*** Opening of Source extract ***
Tova O'Brien: Six reasons why the Pharmac lobbyists should be out of the job
Opinion
Opinion

Tova O'Brien: Six reasons why the Pharmac lobbyists should be out of the job

Opinion: In the same way that homophobic comments often start a preface ‘some of my best friends are gay…’ 

I should acknowledge that some of my best friends are lobbyists.

I like political people. 

And lobbyists are political people - often really great, fun, smart, political people.

They’re also not pretending to be something they’re not. They work on behalf of clients to get them in the room with powerful people who make decisions to have their perspectives heard and push their clients’ agenda. 

So I don’t have a problem with lobbyists though I do have a problem with the broader concept of those who have money and means having greater access to power and privilege. 

And where I really take issue is with Government departments hiring these external forces to circumvent and harm our delicate democracy.
*** Close of Source extract ***
*** Opening of Data for review ***
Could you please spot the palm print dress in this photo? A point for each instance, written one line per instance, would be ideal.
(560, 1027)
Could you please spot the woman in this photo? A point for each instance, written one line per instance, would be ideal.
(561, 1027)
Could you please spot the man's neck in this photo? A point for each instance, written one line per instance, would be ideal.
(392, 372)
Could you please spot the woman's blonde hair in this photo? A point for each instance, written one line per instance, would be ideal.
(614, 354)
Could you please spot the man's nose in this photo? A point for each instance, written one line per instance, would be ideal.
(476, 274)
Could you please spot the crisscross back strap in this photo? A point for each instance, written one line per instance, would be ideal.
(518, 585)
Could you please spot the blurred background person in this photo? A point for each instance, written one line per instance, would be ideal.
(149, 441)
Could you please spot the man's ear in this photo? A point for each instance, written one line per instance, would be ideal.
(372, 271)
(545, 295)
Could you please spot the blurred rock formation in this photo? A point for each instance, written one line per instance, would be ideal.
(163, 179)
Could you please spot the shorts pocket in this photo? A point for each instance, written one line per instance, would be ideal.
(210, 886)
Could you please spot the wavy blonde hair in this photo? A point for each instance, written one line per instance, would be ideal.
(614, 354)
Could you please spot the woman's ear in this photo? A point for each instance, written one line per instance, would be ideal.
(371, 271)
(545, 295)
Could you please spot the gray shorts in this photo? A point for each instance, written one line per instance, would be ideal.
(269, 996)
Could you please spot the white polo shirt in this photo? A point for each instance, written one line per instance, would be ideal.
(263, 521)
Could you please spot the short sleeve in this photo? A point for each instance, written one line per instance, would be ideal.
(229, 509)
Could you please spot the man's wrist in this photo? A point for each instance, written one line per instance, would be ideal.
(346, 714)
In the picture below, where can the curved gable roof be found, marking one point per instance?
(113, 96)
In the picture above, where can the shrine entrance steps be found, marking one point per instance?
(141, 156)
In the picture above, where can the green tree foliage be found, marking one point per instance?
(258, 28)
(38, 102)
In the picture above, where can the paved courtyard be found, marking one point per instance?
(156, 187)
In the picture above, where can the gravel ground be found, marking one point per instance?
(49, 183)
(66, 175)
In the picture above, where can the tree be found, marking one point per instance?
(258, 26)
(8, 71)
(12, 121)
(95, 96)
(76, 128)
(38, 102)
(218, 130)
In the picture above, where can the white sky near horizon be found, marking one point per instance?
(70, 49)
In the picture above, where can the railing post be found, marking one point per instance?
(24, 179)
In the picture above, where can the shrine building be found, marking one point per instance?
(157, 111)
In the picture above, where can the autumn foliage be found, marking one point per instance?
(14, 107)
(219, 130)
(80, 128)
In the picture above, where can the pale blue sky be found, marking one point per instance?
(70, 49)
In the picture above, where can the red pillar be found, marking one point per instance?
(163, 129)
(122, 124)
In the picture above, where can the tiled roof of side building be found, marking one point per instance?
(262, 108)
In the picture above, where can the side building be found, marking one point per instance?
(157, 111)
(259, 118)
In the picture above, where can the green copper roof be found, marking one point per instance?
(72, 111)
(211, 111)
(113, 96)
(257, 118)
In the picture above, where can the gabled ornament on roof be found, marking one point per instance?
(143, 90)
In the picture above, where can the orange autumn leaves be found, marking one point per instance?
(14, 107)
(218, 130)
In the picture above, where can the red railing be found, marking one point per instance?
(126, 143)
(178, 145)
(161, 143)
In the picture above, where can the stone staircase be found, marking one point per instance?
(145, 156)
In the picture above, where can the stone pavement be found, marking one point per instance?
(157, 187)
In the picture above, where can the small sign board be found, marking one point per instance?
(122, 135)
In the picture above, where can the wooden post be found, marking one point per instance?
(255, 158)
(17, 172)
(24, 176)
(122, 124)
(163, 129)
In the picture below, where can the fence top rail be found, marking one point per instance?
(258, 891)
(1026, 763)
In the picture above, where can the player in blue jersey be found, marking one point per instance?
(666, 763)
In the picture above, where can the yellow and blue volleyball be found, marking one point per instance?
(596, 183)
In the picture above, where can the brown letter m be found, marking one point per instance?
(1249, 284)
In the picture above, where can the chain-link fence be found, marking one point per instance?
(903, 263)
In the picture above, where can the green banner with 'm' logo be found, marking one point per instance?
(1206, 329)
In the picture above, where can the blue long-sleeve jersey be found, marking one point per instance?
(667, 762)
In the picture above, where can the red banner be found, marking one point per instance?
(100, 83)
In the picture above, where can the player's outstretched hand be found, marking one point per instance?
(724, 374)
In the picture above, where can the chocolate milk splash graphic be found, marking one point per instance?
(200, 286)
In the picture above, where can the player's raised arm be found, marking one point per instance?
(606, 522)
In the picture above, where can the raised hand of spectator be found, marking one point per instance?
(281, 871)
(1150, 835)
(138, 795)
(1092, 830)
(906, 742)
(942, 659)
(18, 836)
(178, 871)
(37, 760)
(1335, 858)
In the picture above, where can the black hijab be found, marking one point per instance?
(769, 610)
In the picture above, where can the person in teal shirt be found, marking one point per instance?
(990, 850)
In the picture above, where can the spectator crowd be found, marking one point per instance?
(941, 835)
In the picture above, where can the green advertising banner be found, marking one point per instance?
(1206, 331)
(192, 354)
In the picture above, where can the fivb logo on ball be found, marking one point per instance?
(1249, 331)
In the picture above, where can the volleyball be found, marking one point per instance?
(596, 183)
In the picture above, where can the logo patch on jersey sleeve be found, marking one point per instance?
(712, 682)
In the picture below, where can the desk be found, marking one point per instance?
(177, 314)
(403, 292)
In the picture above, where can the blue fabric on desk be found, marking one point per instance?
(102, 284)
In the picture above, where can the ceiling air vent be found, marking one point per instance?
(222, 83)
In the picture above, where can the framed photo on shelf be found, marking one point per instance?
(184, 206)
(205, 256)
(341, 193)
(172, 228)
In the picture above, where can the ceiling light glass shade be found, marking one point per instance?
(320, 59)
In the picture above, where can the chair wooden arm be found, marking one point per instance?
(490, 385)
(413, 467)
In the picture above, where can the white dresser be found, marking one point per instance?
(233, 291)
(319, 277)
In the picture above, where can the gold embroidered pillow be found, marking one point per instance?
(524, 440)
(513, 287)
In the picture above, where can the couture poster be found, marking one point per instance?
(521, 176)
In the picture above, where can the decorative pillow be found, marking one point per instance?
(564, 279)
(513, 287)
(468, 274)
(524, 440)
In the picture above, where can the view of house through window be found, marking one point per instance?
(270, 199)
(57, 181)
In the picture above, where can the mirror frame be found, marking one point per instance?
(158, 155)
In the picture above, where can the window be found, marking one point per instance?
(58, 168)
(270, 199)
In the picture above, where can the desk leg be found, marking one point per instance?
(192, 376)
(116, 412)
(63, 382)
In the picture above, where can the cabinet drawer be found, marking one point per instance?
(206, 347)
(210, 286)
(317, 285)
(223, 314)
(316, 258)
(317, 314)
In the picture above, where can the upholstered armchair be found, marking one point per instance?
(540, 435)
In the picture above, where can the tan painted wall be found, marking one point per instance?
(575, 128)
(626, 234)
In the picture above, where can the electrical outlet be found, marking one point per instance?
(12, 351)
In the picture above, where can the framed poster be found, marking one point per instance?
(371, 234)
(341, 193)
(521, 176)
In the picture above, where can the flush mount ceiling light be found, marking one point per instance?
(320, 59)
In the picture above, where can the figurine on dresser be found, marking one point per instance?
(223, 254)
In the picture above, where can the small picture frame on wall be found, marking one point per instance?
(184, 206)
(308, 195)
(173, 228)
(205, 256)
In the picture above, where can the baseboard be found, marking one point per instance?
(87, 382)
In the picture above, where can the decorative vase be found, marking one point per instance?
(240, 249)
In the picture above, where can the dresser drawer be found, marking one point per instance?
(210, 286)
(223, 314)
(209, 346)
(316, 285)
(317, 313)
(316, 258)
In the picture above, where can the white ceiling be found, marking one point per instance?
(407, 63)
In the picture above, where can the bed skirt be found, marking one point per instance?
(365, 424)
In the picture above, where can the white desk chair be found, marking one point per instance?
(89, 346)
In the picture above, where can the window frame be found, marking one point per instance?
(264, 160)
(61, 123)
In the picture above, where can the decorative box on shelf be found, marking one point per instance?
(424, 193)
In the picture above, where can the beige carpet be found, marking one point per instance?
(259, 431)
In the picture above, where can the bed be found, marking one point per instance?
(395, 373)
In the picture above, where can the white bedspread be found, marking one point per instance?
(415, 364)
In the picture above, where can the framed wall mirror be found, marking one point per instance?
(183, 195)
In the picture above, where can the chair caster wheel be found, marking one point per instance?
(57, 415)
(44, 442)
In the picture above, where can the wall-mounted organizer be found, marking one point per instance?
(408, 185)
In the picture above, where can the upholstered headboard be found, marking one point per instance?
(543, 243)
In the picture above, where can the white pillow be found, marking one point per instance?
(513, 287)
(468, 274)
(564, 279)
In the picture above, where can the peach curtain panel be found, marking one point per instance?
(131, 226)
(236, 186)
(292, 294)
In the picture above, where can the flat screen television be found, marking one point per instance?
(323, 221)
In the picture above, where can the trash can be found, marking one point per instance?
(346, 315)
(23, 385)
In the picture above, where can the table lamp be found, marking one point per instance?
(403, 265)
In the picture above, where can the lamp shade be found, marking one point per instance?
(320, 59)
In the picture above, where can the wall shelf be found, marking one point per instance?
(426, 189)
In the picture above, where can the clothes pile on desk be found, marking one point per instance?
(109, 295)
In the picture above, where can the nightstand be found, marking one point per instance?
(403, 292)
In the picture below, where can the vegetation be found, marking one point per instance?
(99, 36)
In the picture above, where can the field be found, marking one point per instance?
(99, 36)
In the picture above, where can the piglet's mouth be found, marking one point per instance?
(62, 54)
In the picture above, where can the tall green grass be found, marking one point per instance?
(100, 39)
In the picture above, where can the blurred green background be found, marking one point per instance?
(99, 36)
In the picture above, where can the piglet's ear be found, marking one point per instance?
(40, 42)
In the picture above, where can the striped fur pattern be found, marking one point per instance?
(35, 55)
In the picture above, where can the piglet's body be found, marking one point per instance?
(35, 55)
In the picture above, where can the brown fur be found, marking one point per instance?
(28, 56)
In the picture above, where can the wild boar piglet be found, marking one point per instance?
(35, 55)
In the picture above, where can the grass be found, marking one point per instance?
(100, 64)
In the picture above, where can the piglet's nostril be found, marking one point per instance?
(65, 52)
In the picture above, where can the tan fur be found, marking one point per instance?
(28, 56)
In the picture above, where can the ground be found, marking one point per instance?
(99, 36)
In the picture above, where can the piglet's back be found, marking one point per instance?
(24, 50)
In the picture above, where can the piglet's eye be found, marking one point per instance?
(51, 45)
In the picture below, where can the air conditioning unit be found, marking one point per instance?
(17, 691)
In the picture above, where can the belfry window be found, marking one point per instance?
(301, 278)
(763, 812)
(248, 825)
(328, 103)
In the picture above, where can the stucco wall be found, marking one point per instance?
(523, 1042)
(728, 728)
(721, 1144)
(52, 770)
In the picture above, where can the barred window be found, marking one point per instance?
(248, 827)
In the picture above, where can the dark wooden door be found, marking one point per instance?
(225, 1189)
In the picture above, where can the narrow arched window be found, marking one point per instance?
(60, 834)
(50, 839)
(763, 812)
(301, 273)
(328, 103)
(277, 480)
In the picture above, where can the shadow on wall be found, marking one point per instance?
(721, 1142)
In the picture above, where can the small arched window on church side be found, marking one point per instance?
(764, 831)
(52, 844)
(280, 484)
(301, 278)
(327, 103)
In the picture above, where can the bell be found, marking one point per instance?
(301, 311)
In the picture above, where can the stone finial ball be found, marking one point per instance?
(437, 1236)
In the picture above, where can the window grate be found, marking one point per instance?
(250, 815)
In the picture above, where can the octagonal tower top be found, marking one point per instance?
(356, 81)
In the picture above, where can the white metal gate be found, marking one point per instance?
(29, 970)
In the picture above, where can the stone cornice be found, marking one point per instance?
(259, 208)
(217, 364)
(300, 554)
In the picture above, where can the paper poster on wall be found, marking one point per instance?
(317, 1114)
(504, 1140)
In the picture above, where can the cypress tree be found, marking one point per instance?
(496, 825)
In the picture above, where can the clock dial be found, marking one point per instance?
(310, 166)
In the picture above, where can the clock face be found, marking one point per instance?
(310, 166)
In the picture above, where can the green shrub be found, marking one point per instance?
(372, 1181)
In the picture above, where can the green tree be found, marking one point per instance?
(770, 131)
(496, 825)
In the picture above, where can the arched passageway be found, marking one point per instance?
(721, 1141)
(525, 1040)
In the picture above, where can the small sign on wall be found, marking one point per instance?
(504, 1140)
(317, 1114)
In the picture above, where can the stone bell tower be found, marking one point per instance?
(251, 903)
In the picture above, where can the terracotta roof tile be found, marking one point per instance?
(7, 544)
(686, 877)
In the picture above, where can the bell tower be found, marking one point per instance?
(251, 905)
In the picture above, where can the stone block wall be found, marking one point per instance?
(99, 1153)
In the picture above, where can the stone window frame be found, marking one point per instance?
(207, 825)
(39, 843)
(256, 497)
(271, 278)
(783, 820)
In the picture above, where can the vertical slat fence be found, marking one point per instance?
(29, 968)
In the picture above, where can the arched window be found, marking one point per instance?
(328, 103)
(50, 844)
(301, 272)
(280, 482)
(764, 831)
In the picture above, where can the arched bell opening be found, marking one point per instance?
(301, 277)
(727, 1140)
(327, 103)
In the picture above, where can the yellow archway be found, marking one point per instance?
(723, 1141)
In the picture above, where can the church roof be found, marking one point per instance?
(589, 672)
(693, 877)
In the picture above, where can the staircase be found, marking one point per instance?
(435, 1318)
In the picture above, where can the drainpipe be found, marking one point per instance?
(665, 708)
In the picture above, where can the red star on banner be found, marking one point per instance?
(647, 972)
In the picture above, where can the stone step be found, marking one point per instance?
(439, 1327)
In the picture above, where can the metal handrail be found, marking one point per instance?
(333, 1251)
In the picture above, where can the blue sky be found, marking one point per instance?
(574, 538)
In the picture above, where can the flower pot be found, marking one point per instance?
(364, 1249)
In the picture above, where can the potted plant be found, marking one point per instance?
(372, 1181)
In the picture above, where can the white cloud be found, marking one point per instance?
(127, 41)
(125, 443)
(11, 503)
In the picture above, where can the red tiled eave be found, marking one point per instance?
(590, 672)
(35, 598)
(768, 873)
*** Close of Data for review ***
Answer these questions using the opinion piece on Pharmac lobbyists.
(a) What does the writer acknowledge that some of their best friends are?
(b) What do lobbyists do on behalf of their clients?
(c) Where does the writer say they really take issue?

(a) Lobbyists.
(b) They work to get their clients in the room with powerful people who make decisions, so that the clients' perspectives are heard and their agenda is pushed.
(c) With Government departments hiring these external forces to circumvent and harm our delicate democracy.